Metadata-Version: 2.1
Name: torchelastic
Version: 0.1.0rc1
Summary: PyTorch Elastic Training
Home-page: https://github.com/pytorch/elastic
Author: PyTorch Elastic Devs
Author-email: torchelastic@fb.com
License: BSD-3
Description: [![License](https://img.shields.io/badge/License-BSD%203--Clause-blue.svg)](LICENSE)[![CircleCI](https://circleci.com/gh/pytorch/elastic.svg?style=svg&circle-token=9bea46e94adbe2f3e0fb2d4054b1b655f2e208c2)](https://circleci.com/gh/pytorch/elastic)
        
        # PyTorch Elastic
        PyTorch Elastic (torchelastic) is a framework that enables distributed training jobs to be executed
        in a fault tolerant and elastic manner. It provides the primitives and interfaces
        for you to write your distributed PyTorch job in such a way that it can be run on 
        multiple machines with elasticity; that is, 
        your distributed job is able to start as soon as *min* number of workers are 
        present and allowed to grow up to *max* number of workers without being stopped
        or restarted.

☆ ☆ ☆ ☆ ☆ ☆ ☆

• _Exercise_: Rewrite the PyTorch Elastic description starting with "# PyTorch Elastic" and going on through "or restarted.", substituting "nodes" for each occurrence of "workers".

• _Data provided_:
☆ ☆ ☆ ☆ ☆ ☆ ☆

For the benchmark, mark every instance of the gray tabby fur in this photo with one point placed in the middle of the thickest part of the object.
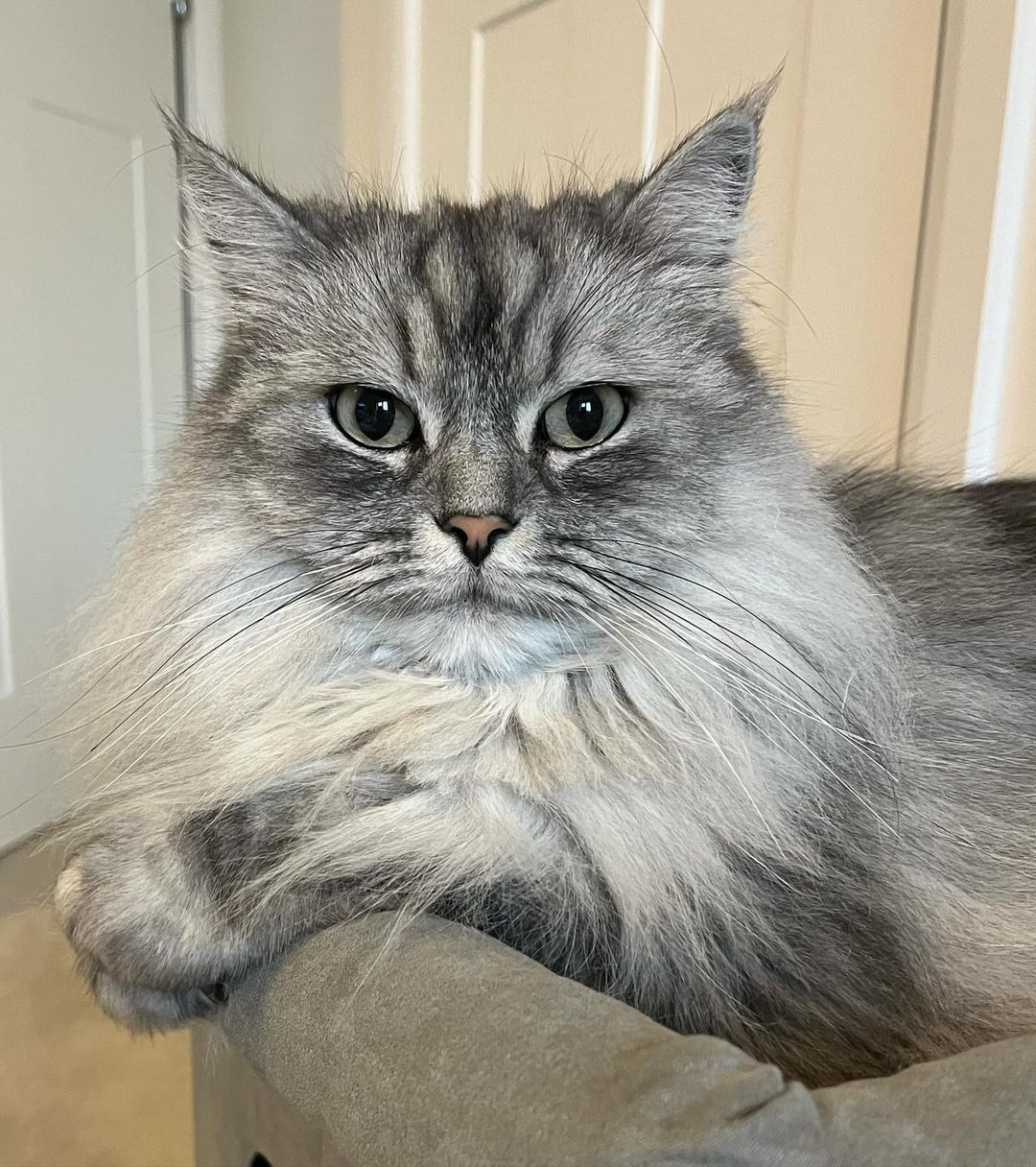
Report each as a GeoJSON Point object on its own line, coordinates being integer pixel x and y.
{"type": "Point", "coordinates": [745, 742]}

☆ ☆ ☆ ☆ ☆ ☆ ☆

• _Response below_:
# PyTorch Elastic
        PyTorch Elastic (torchelastic) is a framework that enables distributed training jobs to be executed
        in a fault tolerant and elastic manner. It provides the primitives and interfaces
        for you to write your distributed PyTorch job in such a way that it can be run on 
        multiple machines with elasticity; that is, 
        your distributed job is able to start as soon as *min* number of nodes are 
        present and allowed to grow up to *max* number of nodes without being stopped
        or restarted.